Exercise input Block Start

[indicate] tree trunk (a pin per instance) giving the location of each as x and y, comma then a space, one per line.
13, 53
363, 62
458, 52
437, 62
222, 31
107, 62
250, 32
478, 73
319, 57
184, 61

Exercise input Block End

Requirement: All of the entries above must be output word for word.

Task answer:
[indicate] tree trunk (a pin per instance) giving the location of each as x and y, comma then a space, one per line.
13, 53
363, 62
458, 52
437, 62
222, 31
107, 62
250, 32
478, 73
319, 57
184, 61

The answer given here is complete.